• **Short problem**:
Count the rows below that contain the string "surface", treating case as significant, and give only the number.

[START OF The records]

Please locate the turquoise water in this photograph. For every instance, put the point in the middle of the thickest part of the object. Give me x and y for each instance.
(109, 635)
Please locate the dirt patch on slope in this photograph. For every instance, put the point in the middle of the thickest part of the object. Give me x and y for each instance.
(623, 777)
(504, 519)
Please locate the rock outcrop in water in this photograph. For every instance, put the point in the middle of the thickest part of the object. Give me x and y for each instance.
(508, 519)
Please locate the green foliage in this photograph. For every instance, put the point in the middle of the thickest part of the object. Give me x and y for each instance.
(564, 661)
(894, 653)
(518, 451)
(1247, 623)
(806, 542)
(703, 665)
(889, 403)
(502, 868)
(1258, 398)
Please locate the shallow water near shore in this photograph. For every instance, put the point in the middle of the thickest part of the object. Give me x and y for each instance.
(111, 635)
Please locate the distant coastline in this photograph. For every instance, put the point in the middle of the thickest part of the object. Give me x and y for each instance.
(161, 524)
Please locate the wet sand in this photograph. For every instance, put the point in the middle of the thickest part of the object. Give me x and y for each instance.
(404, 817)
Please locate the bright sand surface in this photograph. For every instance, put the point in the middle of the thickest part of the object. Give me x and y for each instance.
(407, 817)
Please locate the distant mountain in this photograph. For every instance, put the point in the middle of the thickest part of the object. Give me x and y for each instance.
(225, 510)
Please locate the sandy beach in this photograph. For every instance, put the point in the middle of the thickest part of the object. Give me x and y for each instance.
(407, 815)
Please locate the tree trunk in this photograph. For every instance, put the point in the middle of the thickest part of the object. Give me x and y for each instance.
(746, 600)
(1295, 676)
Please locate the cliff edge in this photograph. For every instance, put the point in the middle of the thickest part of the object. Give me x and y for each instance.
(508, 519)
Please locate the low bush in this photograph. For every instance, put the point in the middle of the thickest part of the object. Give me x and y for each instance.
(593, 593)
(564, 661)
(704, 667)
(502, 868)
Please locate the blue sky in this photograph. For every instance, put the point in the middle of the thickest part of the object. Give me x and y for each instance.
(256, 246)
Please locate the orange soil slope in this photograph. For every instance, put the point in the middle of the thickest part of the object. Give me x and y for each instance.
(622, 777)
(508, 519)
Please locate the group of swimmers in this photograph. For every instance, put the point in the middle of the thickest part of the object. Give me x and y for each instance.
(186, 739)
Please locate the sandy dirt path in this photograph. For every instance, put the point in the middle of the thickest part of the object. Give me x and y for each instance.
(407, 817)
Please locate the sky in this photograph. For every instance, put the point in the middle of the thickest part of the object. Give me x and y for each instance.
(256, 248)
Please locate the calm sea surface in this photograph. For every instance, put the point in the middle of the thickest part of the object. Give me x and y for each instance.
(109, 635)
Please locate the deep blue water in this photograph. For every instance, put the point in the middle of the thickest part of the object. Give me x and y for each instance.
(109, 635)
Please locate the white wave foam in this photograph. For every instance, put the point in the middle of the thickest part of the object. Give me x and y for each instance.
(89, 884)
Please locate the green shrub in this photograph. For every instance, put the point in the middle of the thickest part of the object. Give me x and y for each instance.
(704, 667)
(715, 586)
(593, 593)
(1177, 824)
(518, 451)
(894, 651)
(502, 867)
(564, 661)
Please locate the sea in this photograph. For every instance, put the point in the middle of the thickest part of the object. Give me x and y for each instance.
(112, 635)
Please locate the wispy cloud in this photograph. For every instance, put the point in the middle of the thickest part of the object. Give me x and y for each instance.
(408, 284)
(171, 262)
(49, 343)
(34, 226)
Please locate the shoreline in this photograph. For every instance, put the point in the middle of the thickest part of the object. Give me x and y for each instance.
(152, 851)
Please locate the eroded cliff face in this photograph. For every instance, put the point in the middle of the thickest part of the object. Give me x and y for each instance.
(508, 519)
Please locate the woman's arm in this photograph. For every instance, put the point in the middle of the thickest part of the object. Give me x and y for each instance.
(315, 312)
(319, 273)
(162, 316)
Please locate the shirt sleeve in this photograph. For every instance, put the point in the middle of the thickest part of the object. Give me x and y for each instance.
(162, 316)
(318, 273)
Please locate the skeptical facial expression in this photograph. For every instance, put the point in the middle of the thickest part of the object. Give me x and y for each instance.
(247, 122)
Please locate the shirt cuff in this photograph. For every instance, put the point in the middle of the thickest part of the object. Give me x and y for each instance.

[END OF The records]
[START OF The records]

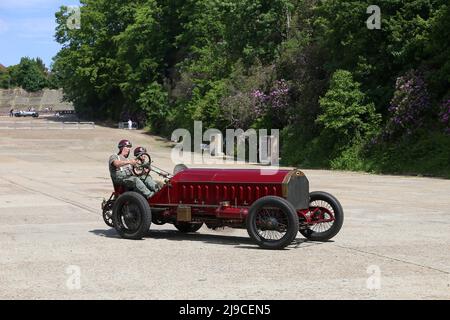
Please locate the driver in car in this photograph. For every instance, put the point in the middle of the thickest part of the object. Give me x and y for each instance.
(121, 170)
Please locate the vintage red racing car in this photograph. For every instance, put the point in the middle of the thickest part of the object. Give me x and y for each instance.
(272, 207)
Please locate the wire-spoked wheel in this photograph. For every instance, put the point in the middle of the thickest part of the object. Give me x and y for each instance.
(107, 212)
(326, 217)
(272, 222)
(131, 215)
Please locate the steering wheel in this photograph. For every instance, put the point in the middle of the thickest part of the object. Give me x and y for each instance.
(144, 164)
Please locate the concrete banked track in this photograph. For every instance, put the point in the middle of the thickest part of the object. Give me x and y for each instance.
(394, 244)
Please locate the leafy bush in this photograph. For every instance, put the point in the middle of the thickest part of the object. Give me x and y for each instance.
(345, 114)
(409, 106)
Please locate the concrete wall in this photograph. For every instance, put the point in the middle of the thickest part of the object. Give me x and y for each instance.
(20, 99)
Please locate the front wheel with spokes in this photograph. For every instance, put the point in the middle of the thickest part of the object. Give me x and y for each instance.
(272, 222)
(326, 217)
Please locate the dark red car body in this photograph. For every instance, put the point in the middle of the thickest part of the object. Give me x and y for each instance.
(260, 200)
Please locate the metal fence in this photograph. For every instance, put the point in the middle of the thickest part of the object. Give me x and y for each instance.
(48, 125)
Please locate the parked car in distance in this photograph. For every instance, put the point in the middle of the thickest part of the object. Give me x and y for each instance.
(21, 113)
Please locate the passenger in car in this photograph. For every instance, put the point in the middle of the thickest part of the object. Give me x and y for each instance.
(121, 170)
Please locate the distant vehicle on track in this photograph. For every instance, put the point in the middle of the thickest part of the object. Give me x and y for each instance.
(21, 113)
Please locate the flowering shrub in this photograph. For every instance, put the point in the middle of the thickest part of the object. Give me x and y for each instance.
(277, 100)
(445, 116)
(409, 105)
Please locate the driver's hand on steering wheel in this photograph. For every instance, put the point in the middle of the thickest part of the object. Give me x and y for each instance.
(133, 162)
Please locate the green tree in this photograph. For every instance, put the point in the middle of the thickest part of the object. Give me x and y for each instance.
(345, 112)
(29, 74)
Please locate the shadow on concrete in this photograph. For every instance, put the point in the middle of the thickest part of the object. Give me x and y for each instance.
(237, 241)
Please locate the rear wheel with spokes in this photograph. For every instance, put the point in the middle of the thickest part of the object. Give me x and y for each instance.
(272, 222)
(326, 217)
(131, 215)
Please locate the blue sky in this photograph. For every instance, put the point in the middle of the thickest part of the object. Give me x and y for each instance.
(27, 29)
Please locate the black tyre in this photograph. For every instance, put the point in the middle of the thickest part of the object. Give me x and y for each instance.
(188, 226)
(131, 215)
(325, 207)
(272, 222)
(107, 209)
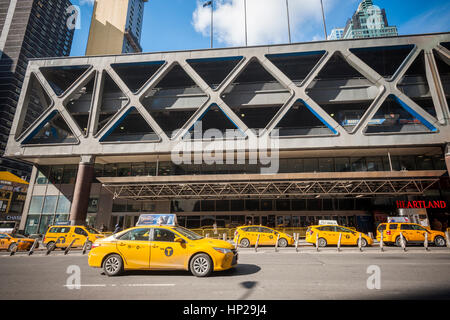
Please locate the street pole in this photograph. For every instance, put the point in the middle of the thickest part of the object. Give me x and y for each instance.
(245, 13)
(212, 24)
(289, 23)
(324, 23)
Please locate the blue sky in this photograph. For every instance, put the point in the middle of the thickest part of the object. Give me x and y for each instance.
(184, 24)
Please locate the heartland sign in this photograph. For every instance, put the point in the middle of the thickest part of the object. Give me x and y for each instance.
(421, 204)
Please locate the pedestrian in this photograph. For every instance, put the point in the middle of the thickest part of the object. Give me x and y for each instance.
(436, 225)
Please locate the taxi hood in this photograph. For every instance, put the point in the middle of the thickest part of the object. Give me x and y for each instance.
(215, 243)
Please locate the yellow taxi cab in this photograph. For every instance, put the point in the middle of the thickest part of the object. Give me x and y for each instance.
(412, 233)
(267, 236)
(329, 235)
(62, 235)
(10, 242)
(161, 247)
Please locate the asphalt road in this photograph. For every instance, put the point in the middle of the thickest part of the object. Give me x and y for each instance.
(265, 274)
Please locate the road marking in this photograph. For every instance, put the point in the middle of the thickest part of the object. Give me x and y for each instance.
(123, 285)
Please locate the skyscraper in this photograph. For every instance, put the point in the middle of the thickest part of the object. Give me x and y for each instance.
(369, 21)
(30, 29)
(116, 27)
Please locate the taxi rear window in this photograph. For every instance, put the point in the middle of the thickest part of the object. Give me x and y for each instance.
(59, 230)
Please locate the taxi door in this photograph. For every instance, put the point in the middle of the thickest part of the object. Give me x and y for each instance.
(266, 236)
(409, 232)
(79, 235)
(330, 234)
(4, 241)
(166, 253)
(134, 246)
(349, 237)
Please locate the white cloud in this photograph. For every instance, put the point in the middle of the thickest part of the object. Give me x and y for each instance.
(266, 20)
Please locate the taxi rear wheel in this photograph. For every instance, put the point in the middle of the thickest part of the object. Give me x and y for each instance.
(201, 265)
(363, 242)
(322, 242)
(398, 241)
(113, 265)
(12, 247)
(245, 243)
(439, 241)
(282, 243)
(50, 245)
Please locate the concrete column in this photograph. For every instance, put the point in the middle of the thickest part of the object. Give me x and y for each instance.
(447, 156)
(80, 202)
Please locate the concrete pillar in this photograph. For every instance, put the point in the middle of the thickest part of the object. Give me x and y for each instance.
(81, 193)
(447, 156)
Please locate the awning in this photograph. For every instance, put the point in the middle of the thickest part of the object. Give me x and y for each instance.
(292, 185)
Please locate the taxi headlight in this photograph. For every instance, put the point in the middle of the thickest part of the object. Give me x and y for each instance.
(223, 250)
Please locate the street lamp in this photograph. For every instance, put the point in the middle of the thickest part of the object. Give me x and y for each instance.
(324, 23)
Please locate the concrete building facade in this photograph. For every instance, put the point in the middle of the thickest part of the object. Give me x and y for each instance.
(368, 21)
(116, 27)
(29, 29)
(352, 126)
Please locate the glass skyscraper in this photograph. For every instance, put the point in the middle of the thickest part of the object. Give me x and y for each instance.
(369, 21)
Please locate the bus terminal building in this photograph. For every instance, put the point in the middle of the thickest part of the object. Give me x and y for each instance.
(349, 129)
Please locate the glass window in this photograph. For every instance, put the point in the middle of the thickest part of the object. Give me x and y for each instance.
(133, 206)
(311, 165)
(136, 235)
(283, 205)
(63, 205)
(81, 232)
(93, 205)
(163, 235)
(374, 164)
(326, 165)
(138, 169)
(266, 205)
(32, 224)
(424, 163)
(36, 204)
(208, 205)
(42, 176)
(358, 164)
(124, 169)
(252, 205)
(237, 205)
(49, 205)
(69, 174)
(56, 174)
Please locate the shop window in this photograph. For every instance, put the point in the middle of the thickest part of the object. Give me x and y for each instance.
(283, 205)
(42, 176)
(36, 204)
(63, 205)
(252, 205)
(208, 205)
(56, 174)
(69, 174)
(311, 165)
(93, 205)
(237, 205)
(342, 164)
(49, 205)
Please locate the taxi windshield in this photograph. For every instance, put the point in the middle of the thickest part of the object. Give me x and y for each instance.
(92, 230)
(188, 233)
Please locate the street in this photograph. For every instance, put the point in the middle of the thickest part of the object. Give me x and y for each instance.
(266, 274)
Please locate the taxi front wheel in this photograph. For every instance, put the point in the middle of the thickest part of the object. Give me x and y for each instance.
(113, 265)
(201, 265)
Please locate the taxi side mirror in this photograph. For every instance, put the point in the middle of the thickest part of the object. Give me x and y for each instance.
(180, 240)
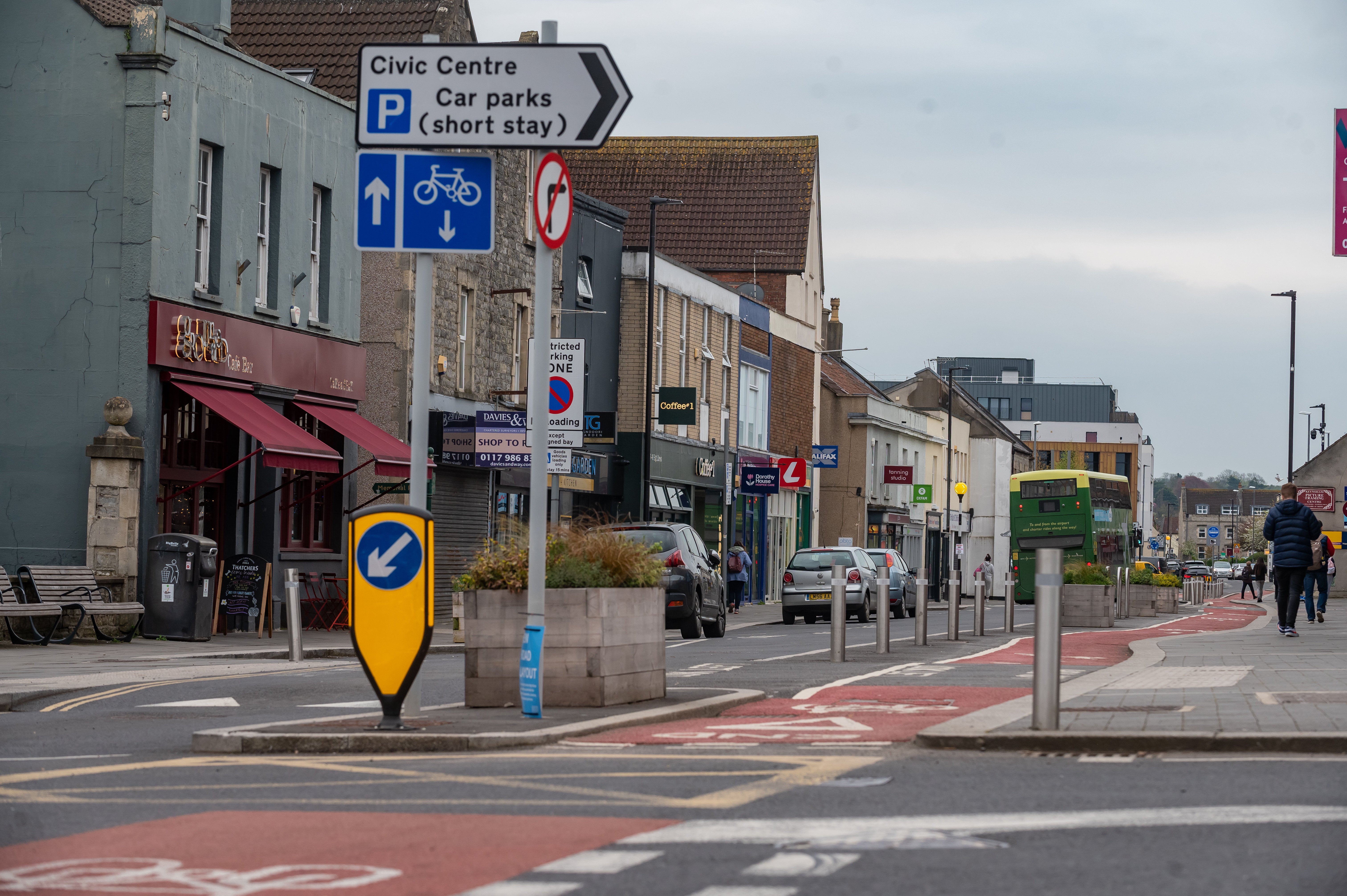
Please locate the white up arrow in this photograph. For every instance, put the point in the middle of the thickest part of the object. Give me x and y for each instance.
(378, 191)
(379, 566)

[END OF The records]
[START OF The records]

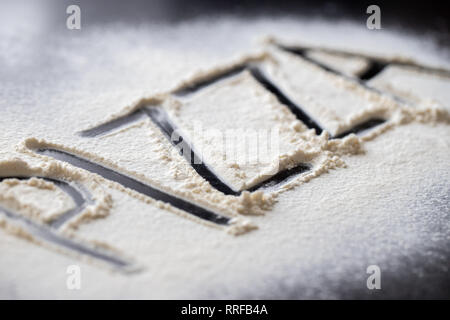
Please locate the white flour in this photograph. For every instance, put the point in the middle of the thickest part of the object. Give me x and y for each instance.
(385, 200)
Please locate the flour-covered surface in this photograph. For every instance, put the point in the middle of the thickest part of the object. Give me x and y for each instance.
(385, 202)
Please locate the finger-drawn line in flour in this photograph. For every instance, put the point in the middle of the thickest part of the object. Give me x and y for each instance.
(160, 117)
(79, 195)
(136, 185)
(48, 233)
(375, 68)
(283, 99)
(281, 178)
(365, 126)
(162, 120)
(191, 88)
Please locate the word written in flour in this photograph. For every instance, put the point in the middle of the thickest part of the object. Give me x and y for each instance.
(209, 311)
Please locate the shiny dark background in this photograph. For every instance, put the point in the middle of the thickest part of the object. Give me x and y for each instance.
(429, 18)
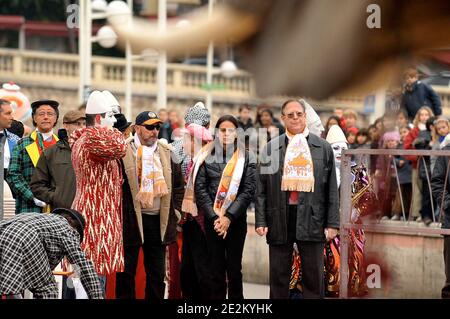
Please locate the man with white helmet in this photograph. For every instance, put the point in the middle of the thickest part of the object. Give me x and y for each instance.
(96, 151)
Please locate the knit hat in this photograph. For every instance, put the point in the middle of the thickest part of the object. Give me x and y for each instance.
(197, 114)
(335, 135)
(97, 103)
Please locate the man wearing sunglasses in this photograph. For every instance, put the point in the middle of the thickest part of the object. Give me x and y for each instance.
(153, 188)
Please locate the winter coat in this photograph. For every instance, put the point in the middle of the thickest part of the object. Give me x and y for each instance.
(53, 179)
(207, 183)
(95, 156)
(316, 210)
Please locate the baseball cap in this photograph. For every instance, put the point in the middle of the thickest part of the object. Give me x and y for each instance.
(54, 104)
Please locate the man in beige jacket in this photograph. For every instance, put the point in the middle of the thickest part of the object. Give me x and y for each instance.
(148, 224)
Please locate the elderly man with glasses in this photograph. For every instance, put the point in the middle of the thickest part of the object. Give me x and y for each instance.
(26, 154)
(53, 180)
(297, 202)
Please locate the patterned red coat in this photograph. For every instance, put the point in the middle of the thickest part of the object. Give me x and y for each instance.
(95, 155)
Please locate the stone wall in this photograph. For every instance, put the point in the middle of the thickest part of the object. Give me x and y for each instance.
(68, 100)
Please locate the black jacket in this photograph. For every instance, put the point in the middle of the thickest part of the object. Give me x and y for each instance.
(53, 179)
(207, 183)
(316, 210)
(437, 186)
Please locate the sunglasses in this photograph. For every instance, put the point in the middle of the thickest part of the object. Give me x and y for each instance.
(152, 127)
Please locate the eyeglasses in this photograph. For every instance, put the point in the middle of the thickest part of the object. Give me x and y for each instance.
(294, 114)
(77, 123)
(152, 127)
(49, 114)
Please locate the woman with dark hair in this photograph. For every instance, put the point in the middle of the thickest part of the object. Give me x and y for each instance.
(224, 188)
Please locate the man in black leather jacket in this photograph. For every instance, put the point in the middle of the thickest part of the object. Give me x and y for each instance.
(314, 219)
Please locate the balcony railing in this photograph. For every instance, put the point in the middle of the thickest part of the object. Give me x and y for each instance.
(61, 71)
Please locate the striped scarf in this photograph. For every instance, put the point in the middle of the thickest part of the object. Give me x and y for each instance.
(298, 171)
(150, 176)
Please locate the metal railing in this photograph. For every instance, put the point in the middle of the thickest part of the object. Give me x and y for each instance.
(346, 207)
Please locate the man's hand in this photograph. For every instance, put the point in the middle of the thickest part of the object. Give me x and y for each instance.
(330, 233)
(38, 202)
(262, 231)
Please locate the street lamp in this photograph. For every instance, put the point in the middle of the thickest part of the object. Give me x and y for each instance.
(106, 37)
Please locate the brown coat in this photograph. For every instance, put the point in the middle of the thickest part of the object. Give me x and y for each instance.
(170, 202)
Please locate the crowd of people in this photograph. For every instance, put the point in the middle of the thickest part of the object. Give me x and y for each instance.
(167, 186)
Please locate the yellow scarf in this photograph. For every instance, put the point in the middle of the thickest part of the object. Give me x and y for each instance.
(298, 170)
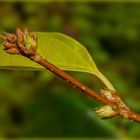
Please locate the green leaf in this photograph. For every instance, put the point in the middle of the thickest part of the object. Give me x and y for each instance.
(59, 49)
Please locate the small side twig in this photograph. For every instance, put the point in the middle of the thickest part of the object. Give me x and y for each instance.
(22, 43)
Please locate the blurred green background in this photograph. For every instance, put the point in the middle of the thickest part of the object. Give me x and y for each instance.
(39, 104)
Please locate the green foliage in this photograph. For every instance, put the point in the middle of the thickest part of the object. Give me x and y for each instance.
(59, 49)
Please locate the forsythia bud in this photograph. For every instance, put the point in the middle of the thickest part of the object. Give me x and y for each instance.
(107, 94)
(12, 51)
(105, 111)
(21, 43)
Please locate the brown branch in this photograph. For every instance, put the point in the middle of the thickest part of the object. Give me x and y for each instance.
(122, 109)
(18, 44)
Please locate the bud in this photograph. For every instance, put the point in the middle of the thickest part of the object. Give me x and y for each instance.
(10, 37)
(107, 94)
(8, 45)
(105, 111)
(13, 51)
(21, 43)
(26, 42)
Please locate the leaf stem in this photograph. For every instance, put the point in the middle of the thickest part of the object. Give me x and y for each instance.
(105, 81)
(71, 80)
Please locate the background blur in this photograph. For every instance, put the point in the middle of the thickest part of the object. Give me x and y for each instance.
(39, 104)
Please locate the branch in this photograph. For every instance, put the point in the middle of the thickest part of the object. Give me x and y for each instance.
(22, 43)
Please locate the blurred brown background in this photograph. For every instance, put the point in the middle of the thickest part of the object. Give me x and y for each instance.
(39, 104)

[END OF The records]

• **Solution for this exercise**:
3